(GIVEN PASSAGE):
BEGIN

Every day, the citizens of the
Internet send each other billions of e-mail messages. If you
are online a lot, you yourself may send a dozen or more e-mails
each day without even thinking about it. Obviously, e-mail
has become an extremely popular communication tool.
Have you ever wondered
how e-mail gets from your desktop to a friend halfway around
the world? What is a POP3 server, and how does it hold your
mail? The answers may surprise you, because it turns out that
e-mail is an incredibly simple system at its core! In this
edition of, we’ll take an in-depth look at e-mail and how
it works!
An E-mail Message
According to this (extremely interesting)
article, the first e-mail message was sent in 1971 by an engineer
named Ray Tomlinson. Prior to this, you could only send messages
to users on a single machine. Tomlinson’s breakthrough was
the ability to send messages to other machines on the Internet,
using the @ sign to designate the receiving machine.
An e-mail message
has always been nothing more than a simple text message
-- a piece of text sent to a recipient. In the beginning and
even today, e-mail messages tend to be short pieces of text,
although the ability to add attachments now makes many e-mail
messages quite long. Even with attachments, however, e-mail
messages continue to be text messages -- we’ll see why when
we get to the section on attachments.
E-mail Clients
You have probably already received
several e-mail messages today. To look at them, you use some
sort of e-mail client. Many people use well-known stand-alone
clients like Microsoft Outlook, Outlook Express, Eudora or
Pegasus. People who subscribe to free e-mail services like
Hotmail or Yahoo use an e-mail client that appears in a Web
page. If you are an AOL customer, you use AOL’s e-mail reader.
No matter which type of client you are using, it generally
does four things:
-
It shows you
a list of all of the messages in your mailbox by displaying
the message headers. The header shows you who sent
the mail, the subject of the mail and may also show the
time and date of the message and the message size.
-
It lets you select
a message header and read the body of the e-mail message.
-
It lets you create
new messages and send them. You type in the e-mail address
of the recipient and the subject for the message, and
then type the body of the message.
-
Most e-mail clients
also let you add attachments to messages you send and
save the attachments from messages you receive.
Sophisticated e-mail
clients may have all sorts of bells and whistles, but at the
core, this is all that an e-mail client does.

END

(WHAT TO WORK ON):
(1) According to the e-mail article, who sent the first e-mail message, and in what year?
(2) Write out the part of the e-mail article between "Every day, the" and "this (extremely interesting)", inclusive.

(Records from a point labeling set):

BEGIN

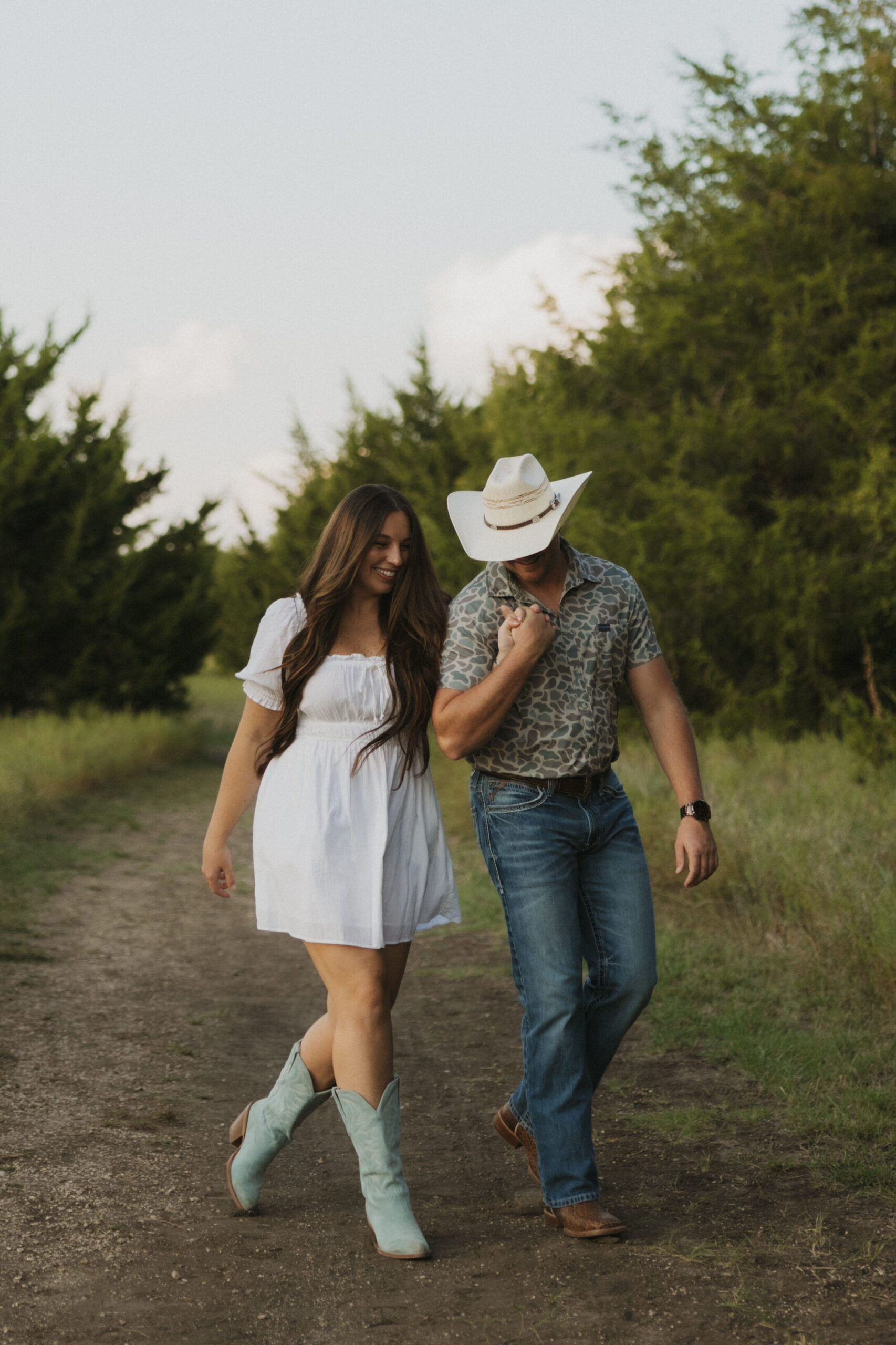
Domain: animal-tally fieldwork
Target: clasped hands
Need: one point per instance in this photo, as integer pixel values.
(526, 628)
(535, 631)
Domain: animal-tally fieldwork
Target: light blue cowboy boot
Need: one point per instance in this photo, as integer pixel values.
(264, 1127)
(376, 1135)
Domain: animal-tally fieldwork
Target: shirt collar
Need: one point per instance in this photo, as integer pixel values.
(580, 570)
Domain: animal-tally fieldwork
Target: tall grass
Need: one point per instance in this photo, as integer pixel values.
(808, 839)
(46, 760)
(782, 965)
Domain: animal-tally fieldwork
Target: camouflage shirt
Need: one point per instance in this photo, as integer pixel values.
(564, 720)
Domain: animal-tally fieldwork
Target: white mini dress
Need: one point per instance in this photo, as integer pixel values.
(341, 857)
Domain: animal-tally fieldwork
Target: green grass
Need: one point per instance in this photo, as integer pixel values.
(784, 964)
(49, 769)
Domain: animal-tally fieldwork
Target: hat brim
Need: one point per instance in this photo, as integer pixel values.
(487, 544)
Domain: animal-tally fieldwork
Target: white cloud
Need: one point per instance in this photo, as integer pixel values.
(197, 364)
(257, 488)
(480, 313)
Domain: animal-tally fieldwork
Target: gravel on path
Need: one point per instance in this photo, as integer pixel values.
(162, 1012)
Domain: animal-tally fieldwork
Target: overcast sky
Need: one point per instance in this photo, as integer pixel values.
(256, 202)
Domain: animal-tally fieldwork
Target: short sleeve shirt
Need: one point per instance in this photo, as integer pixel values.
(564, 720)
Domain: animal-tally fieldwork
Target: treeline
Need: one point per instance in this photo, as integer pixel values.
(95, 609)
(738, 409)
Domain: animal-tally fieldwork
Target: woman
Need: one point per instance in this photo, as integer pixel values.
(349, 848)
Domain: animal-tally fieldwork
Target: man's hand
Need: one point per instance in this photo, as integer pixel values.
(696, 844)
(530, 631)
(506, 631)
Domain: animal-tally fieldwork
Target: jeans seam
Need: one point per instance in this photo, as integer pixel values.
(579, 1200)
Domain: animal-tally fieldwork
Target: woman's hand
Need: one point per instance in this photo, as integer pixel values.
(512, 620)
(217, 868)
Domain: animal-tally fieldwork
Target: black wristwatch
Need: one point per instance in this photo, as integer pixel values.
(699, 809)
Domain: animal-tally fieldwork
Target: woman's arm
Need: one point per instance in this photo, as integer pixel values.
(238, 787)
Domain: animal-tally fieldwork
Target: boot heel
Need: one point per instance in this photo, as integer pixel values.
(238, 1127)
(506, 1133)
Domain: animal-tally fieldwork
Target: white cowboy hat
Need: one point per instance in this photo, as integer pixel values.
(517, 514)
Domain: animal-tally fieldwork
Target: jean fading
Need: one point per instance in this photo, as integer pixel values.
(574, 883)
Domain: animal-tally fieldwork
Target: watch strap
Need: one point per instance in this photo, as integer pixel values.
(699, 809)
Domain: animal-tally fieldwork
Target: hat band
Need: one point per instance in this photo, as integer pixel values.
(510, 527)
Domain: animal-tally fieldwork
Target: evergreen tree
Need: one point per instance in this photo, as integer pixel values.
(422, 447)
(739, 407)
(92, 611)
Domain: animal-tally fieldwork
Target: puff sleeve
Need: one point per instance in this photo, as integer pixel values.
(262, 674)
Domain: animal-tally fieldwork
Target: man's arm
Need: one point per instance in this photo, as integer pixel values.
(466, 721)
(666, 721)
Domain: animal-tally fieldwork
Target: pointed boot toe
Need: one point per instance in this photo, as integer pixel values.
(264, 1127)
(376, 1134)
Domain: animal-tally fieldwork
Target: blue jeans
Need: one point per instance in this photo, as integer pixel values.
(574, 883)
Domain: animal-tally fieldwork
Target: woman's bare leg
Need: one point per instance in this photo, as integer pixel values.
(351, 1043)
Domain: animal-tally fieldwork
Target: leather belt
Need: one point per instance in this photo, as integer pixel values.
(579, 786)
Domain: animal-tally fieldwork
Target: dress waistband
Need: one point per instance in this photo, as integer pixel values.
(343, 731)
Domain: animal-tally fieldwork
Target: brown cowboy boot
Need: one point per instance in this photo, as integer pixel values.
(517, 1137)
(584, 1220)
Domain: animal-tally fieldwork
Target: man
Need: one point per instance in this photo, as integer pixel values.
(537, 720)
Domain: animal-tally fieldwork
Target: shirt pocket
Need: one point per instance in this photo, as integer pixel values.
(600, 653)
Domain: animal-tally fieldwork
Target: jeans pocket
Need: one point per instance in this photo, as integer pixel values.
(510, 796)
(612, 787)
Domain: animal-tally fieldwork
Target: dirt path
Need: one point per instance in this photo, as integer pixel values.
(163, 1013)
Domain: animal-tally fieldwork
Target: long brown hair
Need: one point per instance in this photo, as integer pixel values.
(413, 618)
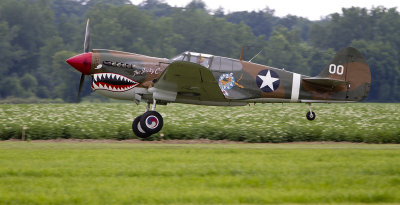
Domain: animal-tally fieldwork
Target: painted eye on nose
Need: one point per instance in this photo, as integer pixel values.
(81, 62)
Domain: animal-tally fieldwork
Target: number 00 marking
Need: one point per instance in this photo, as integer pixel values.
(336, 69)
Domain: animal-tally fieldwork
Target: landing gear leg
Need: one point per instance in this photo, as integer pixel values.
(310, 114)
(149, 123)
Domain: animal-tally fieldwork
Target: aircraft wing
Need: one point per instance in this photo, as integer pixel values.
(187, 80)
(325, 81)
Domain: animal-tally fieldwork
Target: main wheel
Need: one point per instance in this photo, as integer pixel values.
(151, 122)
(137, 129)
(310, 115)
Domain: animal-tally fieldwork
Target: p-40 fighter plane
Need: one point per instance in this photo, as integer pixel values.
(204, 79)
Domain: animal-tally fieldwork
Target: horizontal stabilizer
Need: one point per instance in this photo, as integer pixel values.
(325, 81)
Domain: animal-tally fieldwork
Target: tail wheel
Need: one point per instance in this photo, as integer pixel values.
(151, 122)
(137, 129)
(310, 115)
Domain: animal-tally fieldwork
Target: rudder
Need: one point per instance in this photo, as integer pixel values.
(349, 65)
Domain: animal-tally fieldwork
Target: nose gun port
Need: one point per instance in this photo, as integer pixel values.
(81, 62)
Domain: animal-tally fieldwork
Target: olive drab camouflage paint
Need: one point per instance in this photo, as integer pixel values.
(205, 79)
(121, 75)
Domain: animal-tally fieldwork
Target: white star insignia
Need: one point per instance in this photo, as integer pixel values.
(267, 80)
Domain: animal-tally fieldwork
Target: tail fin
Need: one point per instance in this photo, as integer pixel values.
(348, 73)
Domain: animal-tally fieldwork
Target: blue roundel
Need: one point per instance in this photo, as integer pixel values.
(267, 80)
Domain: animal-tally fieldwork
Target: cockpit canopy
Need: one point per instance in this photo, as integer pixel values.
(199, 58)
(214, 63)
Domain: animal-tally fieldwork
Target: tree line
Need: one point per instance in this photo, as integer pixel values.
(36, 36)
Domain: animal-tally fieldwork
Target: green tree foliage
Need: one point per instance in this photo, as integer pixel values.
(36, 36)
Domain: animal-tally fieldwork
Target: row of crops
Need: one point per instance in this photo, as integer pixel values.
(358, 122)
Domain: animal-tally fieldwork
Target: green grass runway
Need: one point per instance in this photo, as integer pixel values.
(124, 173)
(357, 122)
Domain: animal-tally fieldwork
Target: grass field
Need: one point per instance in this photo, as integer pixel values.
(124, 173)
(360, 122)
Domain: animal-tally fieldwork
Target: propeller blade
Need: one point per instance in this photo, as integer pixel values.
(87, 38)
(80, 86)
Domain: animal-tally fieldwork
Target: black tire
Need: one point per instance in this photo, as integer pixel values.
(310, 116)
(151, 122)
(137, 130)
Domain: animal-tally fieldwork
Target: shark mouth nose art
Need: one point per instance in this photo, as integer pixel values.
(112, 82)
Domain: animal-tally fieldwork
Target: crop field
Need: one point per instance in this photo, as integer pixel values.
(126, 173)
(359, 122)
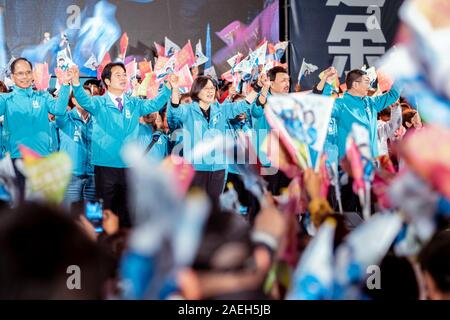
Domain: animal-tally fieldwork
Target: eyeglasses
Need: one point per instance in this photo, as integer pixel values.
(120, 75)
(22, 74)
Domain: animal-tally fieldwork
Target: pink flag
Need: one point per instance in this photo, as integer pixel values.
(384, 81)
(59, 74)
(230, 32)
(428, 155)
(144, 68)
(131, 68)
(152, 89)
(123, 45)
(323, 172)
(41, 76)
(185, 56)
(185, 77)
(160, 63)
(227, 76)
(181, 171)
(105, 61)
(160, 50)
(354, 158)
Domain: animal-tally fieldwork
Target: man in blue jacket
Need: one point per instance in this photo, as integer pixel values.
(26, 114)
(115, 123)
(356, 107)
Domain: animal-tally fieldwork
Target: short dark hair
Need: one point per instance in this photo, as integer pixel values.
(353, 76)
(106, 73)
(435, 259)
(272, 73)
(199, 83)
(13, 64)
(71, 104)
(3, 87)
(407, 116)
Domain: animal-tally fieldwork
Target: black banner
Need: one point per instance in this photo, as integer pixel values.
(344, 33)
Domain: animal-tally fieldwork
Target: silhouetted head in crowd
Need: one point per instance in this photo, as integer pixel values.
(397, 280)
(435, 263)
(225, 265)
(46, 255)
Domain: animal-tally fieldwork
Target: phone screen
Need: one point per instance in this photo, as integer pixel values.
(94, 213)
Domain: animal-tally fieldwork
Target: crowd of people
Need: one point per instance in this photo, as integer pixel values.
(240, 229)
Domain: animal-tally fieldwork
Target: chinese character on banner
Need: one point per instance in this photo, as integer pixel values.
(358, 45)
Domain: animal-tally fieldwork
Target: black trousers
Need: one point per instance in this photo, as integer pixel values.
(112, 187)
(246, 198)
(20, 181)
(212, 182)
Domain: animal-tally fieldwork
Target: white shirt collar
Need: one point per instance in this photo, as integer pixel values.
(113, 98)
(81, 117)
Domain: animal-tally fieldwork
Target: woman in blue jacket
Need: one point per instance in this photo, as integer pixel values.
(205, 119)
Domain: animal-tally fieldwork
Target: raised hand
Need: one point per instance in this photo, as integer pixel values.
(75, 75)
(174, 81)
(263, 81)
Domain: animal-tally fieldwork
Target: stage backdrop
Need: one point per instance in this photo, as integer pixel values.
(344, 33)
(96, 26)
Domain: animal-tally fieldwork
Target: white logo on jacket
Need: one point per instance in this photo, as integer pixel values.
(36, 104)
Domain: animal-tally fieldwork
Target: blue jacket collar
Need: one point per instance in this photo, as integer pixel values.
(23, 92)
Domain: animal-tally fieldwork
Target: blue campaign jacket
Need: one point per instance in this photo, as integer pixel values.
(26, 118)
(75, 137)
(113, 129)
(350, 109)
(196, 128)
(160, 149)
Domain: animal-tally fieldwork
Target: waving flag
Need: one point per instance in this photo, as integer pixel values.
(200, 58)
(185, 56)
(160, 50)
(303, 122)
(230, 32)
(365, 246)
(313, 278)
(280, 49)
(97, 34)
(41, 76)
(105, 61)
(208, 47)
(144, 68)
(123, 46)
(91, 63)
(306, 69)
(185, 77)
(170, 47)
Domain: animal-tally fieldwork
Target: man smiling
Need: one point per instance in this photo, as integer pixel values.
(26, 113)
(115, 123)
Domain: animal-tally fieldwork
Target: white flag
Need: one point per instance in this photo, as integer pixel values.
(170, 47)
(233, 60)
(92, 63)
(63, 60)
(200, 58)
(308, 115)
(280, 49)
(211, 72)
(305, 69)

END

(SOLUTIONS BY TASK):
(1) Ray Tomlinson sent it in 1971.

(2)
Every day, the citizens of the
Internet send each other billions of e-mail messages. If you
are online a lot, you yourself may send a dozen or more e-mails
each day without even thinking about it. Obviously, e-mail
has become an extremely popular communication tool.
Have you ever wondered
how e-mail gets from your desktop to a friend halfway around
the world? What is a POP3 server, and how does it hold your
mail? The answers may surprise you, because it turns out that
e-mail is an incredibly simple system at its core! In this
edition of, we’ll take an in-depth look at e-mail and how
it works!
An E-mail Message
According to this (extremely interesting)